ソフトバンクモバイルの運用担当に同情。
23日にソフトバンクモバイルが発表した新料金プランは、月額2,880円で音声通話無料、メールも無料とインパクトのあるキャッチコピーが並んだ。従来の料金プランから大きく変わることになるため、26日のサービス開始を前に一部で情報が錯綜しているようだ。本稿では、新料金プランの情報を整理していく。
『Yahoo!BB』マイナスからの挑戦―顧客満足度 復活への軌跡を読めば「それでもやってのけるのがうちの社員」ってのが孫社長のポリシーなのはわかるが。
予想外割を利用するには、新スーパーボーナスが必須だが、新スーパーボーナスの詳細や現行プランとの違いについては「26日をお楽しみに」(孫氏)として、今回は発表されていない。MNP開始日である24日ではなく、26日に発表する理由として孫氏は「今回の発表は、役員を含めてほんの数人で進めてきた。誰にも言うな、というのは我が社のここ1カ月くらいのキーワードだった。そのため、店舗スタッフや営業スタッフに対しても、この発表会と同時に全国9カ所で決起大会と称して説明を行なっている。店舗側の準備期間を設けた結果、26日に発表することにした」としている。

● 資料
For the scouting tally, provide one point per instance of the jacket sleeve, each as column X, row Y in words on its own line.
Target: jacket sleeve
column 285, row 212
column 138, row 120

● 作業指示
1. ソフトバンクモバイルの料金プランを扱った抜粋の「ソフトバンクモバイルの運用担当に同情。」から「長のポリシーなのはわかるが。」まで（両端を含む）を、「新料金プラン」を「新プラン」に置き換えて書き直してもらえますか？
2. ソフトバンクモバイルの新料金プランについての抜粋の続きを書いてもらえますか？

● 解答
1.
ソフトバンクモバイルの運用担当に同情。
23日にソフトバンクモバイルが発表した新プランは、月額2,880円で音声通話無料、メールも無料とインパクトのあるキャッチコピーが並んだ。従来の料金プランから大きく変わることになるため、26日のサービス開始を前に一部で情報が錯綜しているようだ。本稿では、新プランの情報を整理していく。
『Yahoo!BB』マイナスからの挑戦―顧客満足度 復活への軌跡を読めば「それでもやってのけるのがうちの社員」ってのが孫社長のポリシーなのはわかるが。

2.
3日で全スタッフにサービス変更の内容を覚えさせようという試み。コールセンターに関わる身として第三者的にみれば実に興味深い事例だが、Yahoo!BBの例から想像できるとおり顧客対応よりもサービスの内容で客を引き留めようとする*1のがソフトバンクのやり方なので、顧客対応なんてこちらが意識するよりどうでもよいのかも。
そもそも「予想外割」とは?
新料金プランと新割引サービスとキャンペーンでソフトバンクモバイル同士の通話・メールが定額になるサービス。
「新料金プラン」と「新割引サービス」と「キャンペーン」ってそれぞれ何?
「新料金プラン」=「ゴールドプラン」
「新割引サービス」=「新スーパーボーナス」
「キャンペーン」=「ソフトバンク大創業祭キャンペーン」
「ゴールドプラン」って?
月々9600円の基本料でソフトバンクモバイル同士の通話とメールが無料になる料金プラン。ゴールドプランの加入には「新スーパーボーナス」への加入が必須。
「新スーパーボーナス」って?
現状ではお知らせしてない。26日に詳細を告知。
「ソフトバンク大創業祭キャンペーン」って?
10月26日から来年1月15日まで実施される8個の割引キャンペーンのこと。ゴールドプランに影響するのはこんなところ。
- ゴールドプランの基本使用料が2880円に。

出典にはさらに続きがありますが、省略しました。